REQUIRED ACTIONS:
- A) Answer these questions from the passage below on Forster's translations of the Sinai inscriptions:
(i) On which page of The Signature of God is the discussed inscription pictured?
(ii) What translation does the Corpus Inscriptionum Semiticarum give for that inscription?
(iii) Whose translations in The Living Bible does Forster's paraphrase method call to mind?
- B) In the passage below on Forster's translations, copy everything from "Forster’s method is" down to "The Living Bible.", swapping in "dictionary" for "lexicon".
** START OF TEXT TO READ **
Forster’s method is to transliterate many of the Sinai inscriptions into Arabic characters and then to “translate” them using an Arabic lexicon, but, with little regard for the Arabic verb system with its ten forms.  The inscription pictured on page 54 of The Signature of God has the translation, “The wind blowing, the sea dividing into parts, they pass over.”  The Corpus Inscriptionum Semiticarum (usually designated as “CIS”) offers as a translation the single Nabataean name, “Almabaqaru”.   

From a few words that he finds in each line of an inscription, he proceeds to build,  in a paraphrase fashion, both narrative and poetic statements.  One is reminded of Ken Taylor’s vivid translations in The Living Bible.

The literal Arabic words: “they pass over” “distribute” “water” “air”
Forster’s Translation: “they pass over” “dividing into parts” “the sea” “the wind blowing”
** END OF TEXT TO READ **
** START OF RECORDS PROVIDED **
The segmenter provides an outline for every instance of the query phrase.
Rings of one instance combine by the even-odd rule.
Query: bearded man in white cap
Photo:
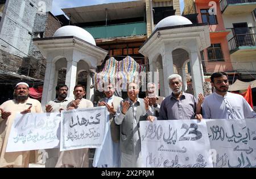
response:
[[[8,153],[5,152],[15,114],[43,113],[40,102],[30,98],[28,93],[28,85],[25,82],[18,83],[14,90],[14,99],[7,101],[0,106],[0,167],[1,168],[28,166],[30,151]]]

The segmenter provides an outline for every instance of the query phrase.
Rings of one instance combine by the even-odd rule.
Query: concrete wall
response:
[[[0,73],[17,72],[22,64],[22,58],[0,49]]]
[[[196,8],[197,12],[198,13],[198,21],[199,23],[202,23],[202,18],[200,12],[200,9],[208,9],[210,8],[212,6],[209,6],[209,2],[206,2],[205,3],[196,3]],[[219,31],[225,30],[224,22],[223,21],[221,11],[220,10],[220,3],[217,3],[217,9],[216,9],[216,17],[217,24],[216,25],[210,25],[209,26],[209,29],[210,32],[215,32]]]
[[[46,6],[43,9],[51,9],[52,1],[44,0]],[[6,42],[0,40],[0,45],[4,46],[0,49],[20,57],[28,53],[36,14],[42,7],[38,0],[6,1],[0,22],[0,38]]]
[[[33,29],[34,38],[36,38],[36,35],[40,32],[43,32],[43,36],[42,38],[52,37],[55,31],[61,26],[60,23],[50,13],[47,13],[46,15],[37,14]],[[37,70],[32,77],[43,80],[46,66],[46,59],[34,45],[32,39],[30,41],[29,55],[33,58],[26,58],[22,64],[23,67],[28,68],[30,65],[33,69]]]
[[[211,6],[209,6],[209,2],[196,3],[196,8],[198,15],[198,21],[202,23],[201,9],[208,9]],[[220,3],[217,3],[216,18],[217,24],[216,25],[209,25],[210,32],[217,32],[225,31],[224,22],[223,20],[221,11],[220,10]],[[232,64],[230,61],[230,56],[228,40],[225,36],[214,37],[210,38],[211,44],[221,44],[223,58],[225,61],[221,62],[209,62],[208,59],[207,49],[204,50],[204,64],[207,73],[213,73],[219,71],[229,72],[233,70]]]

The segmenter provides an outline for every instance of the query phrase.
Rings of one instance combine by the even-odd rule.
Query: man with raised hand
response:
[[[159,116],[149,116],[147,120],[201,119],[201,115],[196,114],[197,101],[193,95],[182,90],[181,77],[173,74],[168,81],[172,93],[162,103]]]
[[[86,94],[85,88],[81,85],[74,88],[75,100],[69,102],[68,110],[93,107],[90,100],[84,98]],[[55,167],[88,168],[89,167],[89,148],[81,148],[60,152]]]
[[[120,126],[121,166],[141,167],[139,121],[146,120],[148,114],[152,113],[143,99],[138,97],[138,84],[129,84],[127,90],[128,98],[121,101],[114,118]]]
[[[29,86],[27,83],[16,85],[14,99],[9,100],[0,106],[0,167],[28,167],[30,155],[34,151],[6,152],[8,138],[16,113],[42,113],[41,103],[29,97]],[[19,147],[19,146],[17,146]]]
[[[105,98],[101,99],[98,106],[105,106],[109,111],[104,139],[100,148],[96,148],[93,159],[94,167],[120,167],[119,126],[114,121],[114,115],[122,98],[114,95],[115,89],[111,83],[104,84]]]
[[[57,98],[50,101],[46,105],[47,113],[60,113],[61,110],[66,110],[68,103],[72,99],[67,98],[68,88],[65,84],[59,84],[55,88]],[[48,157],[46,160],[46,168],[55,167],[60,155],[60,149],[51,148],[45,149]]]
[[[202,105],[205,119],[246,119],[256,118],[256,113],[241,95],[228,92],[229,81],[224,72],[210,77],[215,92],[207,96]]]

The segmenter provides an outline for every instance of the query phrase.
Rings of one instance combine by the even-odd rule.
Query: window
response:
[[[209,25],[217,24],[217,16],[215,15],[210,15],[208,9],[200,10],[203,23],[207,23]]]
[[[43,38],[44,36],[44,32],[36,32],[34,33],[34,36],[35,38]]]
[[[223,61],[222,51],[220,44],[212,44],[207,48],[208,60],[209,61]]]

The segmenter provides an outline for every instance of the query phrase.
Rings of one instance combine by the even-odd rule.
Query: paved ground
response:
[[[93,157],[94,155],[95,149],[90,148],[89,151],[89,167],[92,168],[92,163],[93,161]],[[45,168],[44,164],[37,163],[37,164],[30,164],[28,168]]]
[[[45,168],[45,166],[42,164],[30,164],[28,168]]]

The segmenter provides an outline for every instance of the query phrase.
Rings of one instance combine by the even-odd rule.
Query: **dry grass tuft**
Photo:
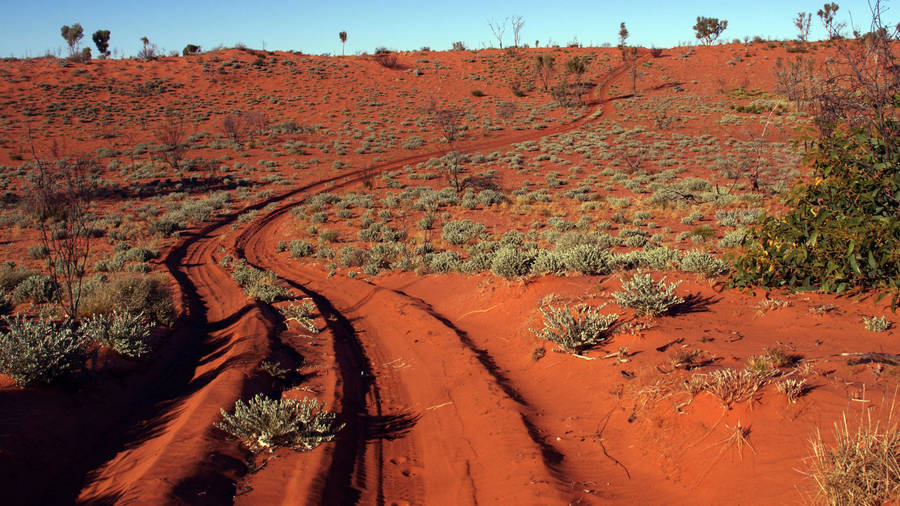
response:
[[[709,374],[695,374],[683,386],[691,395],[706,391],[718,397],[722,405],[731,407],[752,399],[768,380],[768,377],[748,370],[720,369]]]
[[[844,415],[834,426],[829,445],[816,431],[809,475],[818,487],[818,498],[833,505],[877,505],[900,499],[900,426],[893,407],[886,428],[871,416],[851,430]]]
[[[806,394],[806,380],[786,379],[777,383],[775,389],[783,393],[791,403],[795,403],[797,399]]]

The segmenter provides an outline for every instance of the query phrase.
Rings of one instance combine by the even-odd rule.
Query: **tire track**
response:
[[[609,83],[623,72],[624,67],[613,69],[597,89],[598,94],[605,95]],[[591,121],[598,111],[608,107],[610,100],[599,100],[592,114],[565,125],[555,125],[541,131],[525,132],[504,138],[460,142],[459,147],[463,152],[490,150],[571,131]],[[258,305],[247,306],[239,303],[236,307],[229,306],[234,301],[245,301],[246,297],[240,288],[228,279],[227,273],[213,262],[213,253],[221,245],[217,242],[218,235],[243,212],[259,210],[273,202],[287,201],[298,194],[323,187],[328,183],[349,185],[371,177],[376,172],[424,162],[442,154],[441,151],[420,153],[296,188],[275,198],[247,206],[240,212],[224,216],[200,228],[173,247],[164,262],[179,285],[182,307],[185,309],[182,327],[185,331],[176,333],[173,338],[184,338],[185,341],[170,345],[168,348],[170,353],[174,350],[176,355],[183,355],[179,357],[180,362],[176,366],[183,372],[168,376],[167,381],[154,389],[155,394],[148,396],[158,399],[156,404],[160,406],[161,411],[151,419],[144,419],[138,424],[141,427],[137,431],[137,434],[140,434],[138,439],[126,445],[116,457],[92,473],[92,479],[82,490],[79,500],[97,502],[103,501],[103,498],[128,500],[129,497],[133,499],[140,497],[141,500],[168,502],[173,497],[190,500],[190,494],[193,493],[202,494],[206,497],[205,500],[209,501],[214,497],[222,499],[232,494],[234,479],[243,471],[235,470],[240,466],[232,462],[236,457],[233,442],[223,442],[210,427],[218,418],[219,408],[232,405],[236,398],[244,396],[248,391],[259,390],[258,386],[251,385],[251,377],[259,360],[268,356],[270,352],[276,322],[272,321],[272,315],[261,311]],[[258,233],[262,227],[272,223],[290,209],[291,205],[283,205],[248,228],[237,240],[238,249],[243,250],[243,244],[251,234]],[[375,377],[376,374],[371,371],[371,364],[367,363],[363,346],[358,338],[354,338],[356,333],[350,321],[335,310],[324,296],[314,292],[309,294],[316,300],[320,310],[323,311],[322,314],[336,320],[337,323],[334,325],[329,323],[336,331],[336,335],[343,336],[335,340],[336,344],[338,341],[347,343],[338,346],[345,348],[340,350],[340,356],[344,357],[342,360],[346,361],[343,368],[362,366],[363,376],[366,374],[365,371],[369,370]],[[183,335],[194,332],[200,334],[199,338]],[[354,341],[356,344],[353,344]],[[475,350],[470,351],[475,353]],[[193,373],[190,372],[191,369]],[[375,382],[372,381],[371,385],[361,382],[351,383],[355,384],[343,385],[347,390],[345,396],[350,394],[349,397],[352,398],[358,396],[358,393],[354,392],[365,391],[370,392],[367,396],[372,397],[372,400],[365,401],[362,408],[357,405],[356,412],[362,413],[366,411],[365,406],[373,405],[375,416],[383,416],[379,400],[381,393],[373,386]],[[354,402],[358,404],[360,399]],[[372,426],[364,424],[367,430]],[[351,447],[348,453],[365,454],[365,446],[366,443],[357,437],[356,447]],[[378,453],[375,458],[378,462],[377,472],[383,473],[385,466],[383,449],[379,446],[375,453]],[[217,455],[227,456],[225,460],[230,459],[229,464],[223,464],[223,459],[216,457]],[[211,457],[214,460],[218,459],[219,462],[210,462]],[[466,467],[469,467],[468,462]],[[336,484],[344,481],[344,475],[346,470],[335,469],[332,464],[329,467],[329,477],[325,480],[326,486],[322,491],[322,497],[340,498],[334,494],[338,494],[335,492],[338,490]],[[357,471],[357,475],[361,473]],[[381,475],[375,481],[379,488],[376,502],[383,503],[385,476]],[[218,485],[214,485],[216,483]],[[213,491],[210,488],[212,486],[218,488]],[[411,499],[412,502],[418,502],[418,497]]]

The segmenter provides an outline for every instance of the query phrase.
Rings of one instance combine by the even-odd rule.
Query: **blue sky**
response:
[[[448,49],[461,40],[470,48],[495,46],[488,20],[522,16],[522,40],[541,45],[564,45],[575,37],[584,45],[615,43],[619,22],[631,32],[629,42],[643,46],[671,47],[695,42],[697,16],[728,20],[722,38],[732,40],[760,35],[793,38],[797,12],[813,12],[812,38],[823,31],[815,11],[823,2],[761,1],[531,1],[490,2],[420,0],[373,2],[357,0],[265,1],[235,0],[0,0],[4,14],[0,31],[0,56],[42,56],[62,51],[62,25],[81,23],[82,46],[91,45],[98,29],[111,31],[110,48],[118,56],[133,56],[140,38],[166,52],[188,43],[204,49],[243,43],[251,48],[297,50],[304,53],[337,53],[338,32],[348,33],[347,54],[391,49]],[[866,0],[838,2],[838,18],[868,29]],[[900,19],[900,2],[883,1],[885,21]],[[512,42],[507,29],[504,44]],[[95,49],[96,55],[96,49]]]

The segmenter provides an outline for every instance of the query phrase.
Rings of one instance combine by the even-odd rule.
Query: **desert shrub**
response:
[[[869,332],[887,332],[893,322],[884,316],[872,316],[863,318],[863,327]]]
[[[175,304],[168,280],[160,275],[128,275],[88,287],[79,313],[82,315],[113,313],[143,314],[154,325],[170,326],[175,322]]]
[[[639,316],[655,316],[684,302],[675,294],[680,284],[681,281],[666,285],[665,276],[654,282],[649,274],[637,273],[631,279],[623,280],[622,291],[614,292],[612,296],[616,304],[634,309]]]
[[[45,274],[34,274],[25,278],[13,290],[12,298],[15,302],[34,302],[43,304],[52,302],[58,290],[53,278]]]
[[[604,305],[605,306],[605,305]],[[531,329],[541,339],[553,341],[560,349],[581,353],[609,338],[608,331],[619,319],[616,314],[601,314],[604,306],[578,306],[573,312],[568,305],[541,306],[544,328]]]
[[[441,238],[450,244],[465,244],[484,233],[485,227],[481,223],[469,220],[454,220],[444,224]]]
[[[301,240],[291,241],[288,245],[288,251],[294,258],[308,257],[314,253],[312,245]]]
[[[361,267],[368,260],[366,250],[355,246],[345,246],[341,249],[339,261],[344,267]]]
[[[504,278],[518,278],[525,276],[531,270],[534,255],[531,252],[521,251],[517,248],[503,247],[494,255],[491,262],[491,272]]]
[[[200,54],[200,46],[196,44],[188,44],[181,50],[181,56],[190,56],[194,54]]]
[[[0,332],[0,372],[16,384],[50,383],[84,366],[84,341],[71,325],[21,315],[2,319],[7,331]]]
[[[719,248],[722,249],[731,249],[736,248],[741,245],[744,241],[744,237],[747,235],[747,230],[743,228],[739,228],[737,230],[732,230],[730,232],[725,232],[725,236],[719,240]]]
[[[241,285],[248,297],[258,301],[271,304],[291,297],[291,291],[281,286],[274,272],[251,267],[243,260],[235,265],[231,277]]]
[[[648,269],[664,270],[677,265],[681,261],[681,255],[677,250],[666,247],[651,248],[641,253],[641,266]]]
[[[817,430],[810,471],[819,498],[827,504],[874,506],[900,497],[900,426],[860,423],[851,430],[846,415],[835,423],[834,444]]]
[[[399,243],[381,242],[372,246],[366,256],[369,265],[376,269],[383,269],[390,266],[403,253],[405,251]]]
[[[306,300],[299,304],[291,303],[278,308],[278,311],[284,316],[286,321],[295,321],[309,333],[318,334],[319,328],[316,327],[316,321],[310,317],[315,310],[316,305],[311,300]]]
[[[896,130],[896,124],[888,124]],[[787,211],[765,215],[749,229],[736,255],[732,284],[837,293],[885,288],[896,305],[900,153],[885,143],[861,129],[821,137],[807,155],[814,179],[787,195]]]
[[[95,314],[81,321],[78,332],[124,357],[140,358],[150,352],[150,324],[143,313]]]
[[[234,413],[221,410],[216,427],[241,440],[253,451],[289,447],[309,451],[331,441],[343,424],[337,415],[319,407],[316,399],[270,399],[256,394],[248,402],[238,399]]]
[[[487,207],[506,202],[506,196],[496,190],[481,190],[478,192],[478,203]]]
[[[759,219],[759,209],[727,209],[716,211],[716,220],[723,227],[750,225]]]
[[[379,65],[388,69],[395,69],[399,67],[397,63],[397,53],[391,51],[390,49],[379,47],[375,49],[375,54],[373,58]]]
[[[591,244],[579,244],[561,253],[566,270],[586,275],[609,272],[609,251]]]
[[[694,272],[707,277],[718,276],[729,270],[728,262],[716,258],[705,251],[688,251],[681,259],[681,270]]]
[[[704,44],[712,44],[722,32],[728,28],[728,21],[718,18],[707,18],[705,16],[697,16],[697,24],[694,25],[694,32],[697,38]]]
[[[426,265],[433,272],[451,272],[459,269],[459,253],[441,251],[426,256]]]

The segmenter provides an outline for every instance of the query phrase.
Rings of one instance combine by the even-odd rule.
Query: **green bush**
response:
[[[612,295],[616,304],[634,309],[638,316],[655,316],[684,302],[675,295],[675,289],[680,284],[681,281],[666,285],[665,276],[654,282],[649,274],[637,273],[628,281],[623,280],[622,291]]]
[[[150,324],[143,313],[95,314],[82,320],[78,332],[124,357],[140,358],[150,352]]]
[[[531,332],[541,339],[553,341],[565,351],[581,353],[608,339],[610,327],[619,319],[616,314],[600,314],[603,307],[582,305],[573,313],[568,305],[542,306],[539,309],[544,315],[544,328],[540,331],[531,329]]]
[[[319,407],[316,399],[269,399],[256,394],[249,402],[238,399],[234,413],[220,410],[216,427],[241,440],[253,451],[289,447],[309,451],[331,441],[343,428],[337,415]]]
[[[705,251],[688,251],[684,254],[684,258],[681,259],[682,271],[703,274],[707,277],[724,274],[729,269],[728,262],[716,258]]]
[[[306,241],[291,241],[288,245],[288,251],[290,251],[290,255],[294,258],[300,257],[308,257],[313,255],[313,247],[310,243]]]
[[[71,326],[50,319],[4,316],[0,332],[0,372],[16,384],[50,383],[84,367],[84,340]]]
[[[898,130],[892,121],[888,126]],[[817,141],[807,161],[813,179],[787,195],[787,211],[765,215],[749,229],[732,284],[838,293],[885,288],[896,305],[900,154],[887,149],[884,138],[838,129]]]

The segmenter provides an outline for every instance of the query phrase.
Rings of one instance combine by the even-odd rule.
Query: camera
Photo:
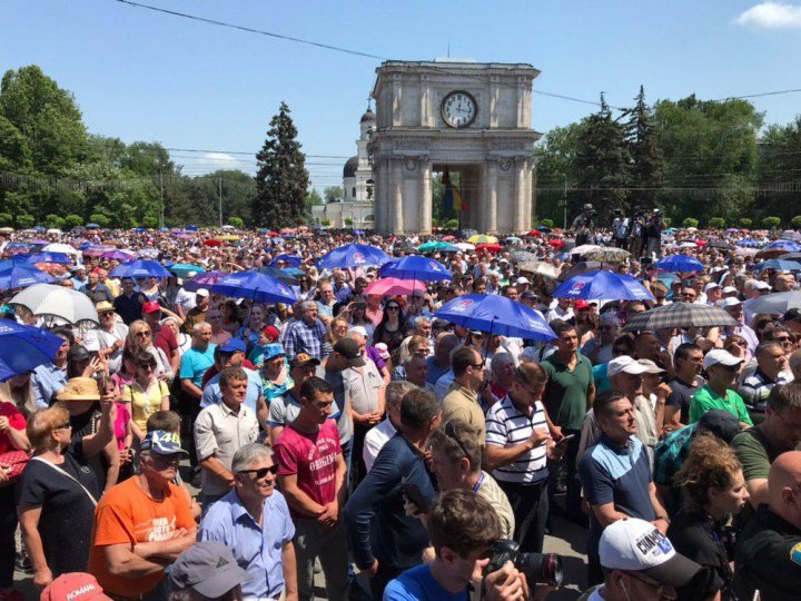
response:
[[[484,575],[497,572],[504,563],[511,561],[523,572],[531,587],[547,584],[558,587],[562,584],[562,558],[556,553],[522,553],[514,541],[501,539],[490,548],[490,563],[484,569]]]

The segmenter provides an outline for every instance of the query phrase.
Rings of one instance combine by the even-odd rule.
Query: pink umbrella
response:
[[[382,296],[409,296],[414,292],[426,292],[425,283],[414,279],[398,279],[396,277],[385,277],[374,282],[365,288],[365,294],[379,294]]]

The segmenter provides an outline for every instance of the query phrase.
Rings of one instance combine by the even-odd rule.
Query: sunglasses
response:
[[[260,470],[239,470],[240,474],[256,474],[257,480],[261,480],[267,474],[276,475],[278,473],[278,465],[273,464],[269,467],[261,467]]]

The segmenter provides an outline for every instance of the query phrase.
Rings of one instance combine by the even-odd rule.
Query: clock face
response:
[[[475,120],[477,112],[475,98],[466,91],[453,91],[443,99],[443,120],[451,127],[467,127]]]

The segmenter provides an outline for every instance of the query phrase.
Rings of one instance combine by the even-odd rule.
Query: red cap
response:
[[[97,579],[83,572],[61,574],[42,591],[40,601],[89,601],[90,599],[108,600]]]
[[[159,305],[156,300],[148,300],[142,305],[142,313],[156,313],[161,312],[161,305]]]
[[[261,333],[271,341],[280,338],[280,332],[278,332],[276,326],[267,326],[261,331]]]

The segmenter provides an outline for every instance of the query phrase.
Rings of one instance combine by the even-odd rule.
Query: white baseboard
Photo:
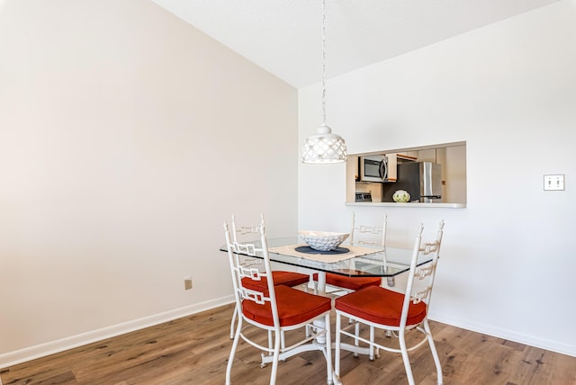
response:
[[[36,358],[44,357],[55,353],[63,352],[65,350],[82,346],[94,342],[102,341],[106,338],[120,336],[125,333],[133,332],[135,330],[143,329],[145,327],[153,327],[173,319],[187,317],[192,314],[200,313],[201,311],[209,310],[218,308],[219,306],[227,305],[234,302],[234,296],[226,296],[204,302],[195,303],[194,305],[185,306],[184,308],[176,309],[174,310],[166,311],[164,313],[155,314],[153,316],[144,317],[142,318],[134,319],[122,324],[112,325],[111,327],[92,330],[76,336],[50,341],[45,344],[37,345],[35,346],[27,347],[14,352],[0,354],[0,368],[7,368]]]
[[[456,319],[452,318],[437,317],[436,314],[430,314],[430,319],[443,324],[451,325],[453,327],[461,327],[463,329],[471,330],[476,333],[482,333],[498,338],[507,339],[509,341],[524,344],[534,347],[538,347],[551,352],[560,353],[562,354],[576,357],[576,346],[570,344],[564,344],[560,341],[554,341],[541,338],[536,336],[518,333],[514,330],[496,327],[491,325],[478,324],[470,322],[470,320]]]

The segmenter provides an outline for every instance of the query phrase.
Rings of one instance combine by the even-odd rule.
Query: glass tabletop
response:
[[[260,245],[259,241],[251,242]],[[305,246],[302,239],[298,237],[269,238],[268,248],[284,246]],[[346,245],[342,245],[346,247]],[[226,245],[220,248],[227,251]],[[320,262],[304,257],[289,255],[286,254],[268,252],[270,260],[292,266],[303,267],[318,272],[334,273],[348,277],[393,277],[410,270],[412,250],[408,248],[389,247],[385,251],[374,249],[372,254],[345,259],[339,262]],[[432,258],[423,256],[418,259],[418,264],[424,264],[430,262]]]

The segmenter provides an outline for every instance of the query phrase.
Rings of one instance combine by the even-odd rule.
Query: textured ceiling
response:
[[[321,0],[152,0],[295,87],[321,75]],[[327,76],[558,0],[327,0]]]

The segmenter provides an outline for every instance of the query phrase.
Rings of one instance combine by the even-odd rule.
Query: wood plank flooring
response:
[[[0,370],[4,385],[32,384],[223,384],[232,342],[228,305],[114,338]],[[576,384],[576,358],[432,322],[446,385]],[[410,354],[416,382],[435,384],[428,345]],[[270,366],[260,354],[238,346],[233,383],[267,384]],[[309,352],[282,363],[279,384],[326,383],[324,358]],[[400,354],[355,358],[343,354],[345,384],[404,384]]]

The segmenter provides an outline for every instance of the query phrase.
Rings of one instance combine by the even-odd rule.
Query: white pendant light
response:
[[[346,144],[339,135],[332,133],[326,125],[326,0],[322,0],[322,124],[316,135],[306,139],[302,149],[302,162],[313,164],[346,162]]]

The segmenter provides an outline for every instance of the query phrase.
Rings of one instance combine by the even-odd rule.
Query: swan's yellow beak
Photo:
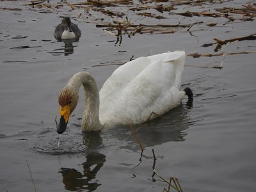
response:
[[[60,118],[59,125],[57,127],[58,133],[61,134],[66,131],[70,113],[70,108],[69,105],[66,105],[65,106],[60,106]]]

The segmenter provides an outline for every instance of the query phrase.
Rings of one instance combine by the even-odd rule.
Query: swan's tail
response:
[[[186,88],[184,88],[183,91],[185,92],[185,95],[188,95],[188,99],[193,98],[193,92],[192,90],[190,89],[190,88],[186,87]]]

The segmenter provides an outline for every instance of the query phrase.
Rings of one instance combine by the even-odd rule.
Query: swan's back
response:
[[[100,91],[102,124],[140,124],[180,104],[185,52],[175,51],[131,61],[118,68]],[[153,115],[154,117],[154,115]]]

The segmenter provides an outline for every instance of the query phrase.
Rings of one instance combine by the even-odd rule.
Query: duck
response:
[[[68,17],[63,17],[61,23],[55,28],[54,37],[56,40],[79,38],[81,33],[77,25],[72,23]]]
[[[117,68],[99,91],[88,72],[74,74],[58,97],[62,134],[84,89],[82,132],[97,131],[124,124],[140,124],[180,105],[189,88],[180,90],[186,54],[183,51],[140,57]]]

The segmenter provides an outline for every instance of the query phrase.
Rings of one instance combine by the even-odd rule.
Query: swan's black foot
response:
[[[184,88],[184,90],[183,91],[185,92],[185,93],[186,93],[185,95],[188,95],[188,99],[193,98],[193,92],[192,92],[192,90],[189,88],[186,87],[186,88]]]

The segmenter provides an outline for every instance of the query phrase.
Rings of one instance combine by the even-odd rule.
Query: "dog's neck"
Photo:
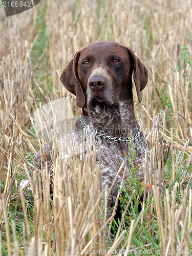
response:
[[[86,105],[82,114],[90,118],[97,132],[107,136],[127,137],[131,131],[134,135],[138,131],[133,99],[119,101],[112,106],[103,103],[94,108]]]

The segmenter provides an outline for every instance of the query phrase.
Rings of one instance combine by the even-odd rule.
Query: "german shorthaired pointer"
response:
[[[123,160],[129,163],[123,154],[130,154],[127,141],[132,131],[136,144],[135,166],[141,165],[136,173],[141,181],[144,177],[145,151],[148,147],[134,114],[132,92],[132,73],[139,102],[141,92],[148,79],[148,72],[132,50],[120,44],[102,41],[92,44],[77,52],[64,69],[60,80],[71,93],[76,95],[77,106],[82,108],[82,115],[76,122],[75,132],[69,135],[82,142],[83,129],[89,125],[94,132],[93,144],[96,148],[98,163],[98,141],[101,142],[102,187],[109,189]],[[93,136],[94,137],[94,136]],[[45,146],[50,171],[53,164],[48,146]],[[40,152],[34,158],[36,165],[40,164]],[[40,165],[38,167],[40,169]],[[122,169],[109,200],[109,209],[114,205],[124,172]],[[129,168],[125,179],[130,176]]]

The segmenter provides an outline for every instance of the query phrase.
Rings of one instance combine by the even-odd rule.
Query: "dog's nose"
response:
[[[88,84],[93,91],[99,91],[105,83],[105,79],[102,76],[94,76],[89,79]]]

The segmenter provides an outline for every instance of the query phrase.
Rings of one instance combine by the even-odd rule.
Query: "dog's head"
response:
[[[118,42],[101,41],[77,52],[64,69],[60,80],[76,95],[82,108],[105,103],[112,106],[133,97],[132,76],[139,102],[146,86],[148,72],[132,50]]]

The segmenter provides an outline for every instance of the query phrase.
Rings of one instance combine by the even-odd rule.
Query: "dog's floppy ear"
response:
[[[133,78],[134,80],[139,101],[141,101],[141,92],[145,87],[148,81],[148,71],[145,66],[137,57],[132,49],[126,47],[130,55],[131,65],[134,71]]]
[[[80,51],[77,52],[68,66],[64,69],[60,79],[65,87],[76,96],[78,106],[82,108],[86,103],[86,98],[77,73],[77,65]]]

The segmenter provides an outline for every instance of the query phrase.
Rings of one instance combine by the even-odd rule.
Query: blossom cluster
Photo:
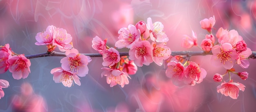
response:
** END OF RECORDS PROVIDED **
EXPECTED ANSWERS:
- A)
(i) Page 54.
(ii) The single Nabataean name "Almabaqaru".
(iii) Ken Taylor's.

- B)
Forster’s method is to transliterate many of the Sinai inscriptions into Arabic characters and then to “translate” them using an Arabic dictionary, but, with little regard for the Arabic verb system with its ten forms.  The inscription pictured on page 54 of The Signature of God has the translation, “The wind blowing, the sea dividing into parts, they pass over.”  The Corpus Inscriptionum Semiticarum (usually designated as “CIS”) offers as a translation the single Nabataean name, “Almabaqaru”.   

From a few words that he finds in each line of an inscription, he proceeds to build,  in a paraphrase fashion, both narrative and poetic statements.  One is reminded of Ken Taylor’s vivid translations in The Living Bible.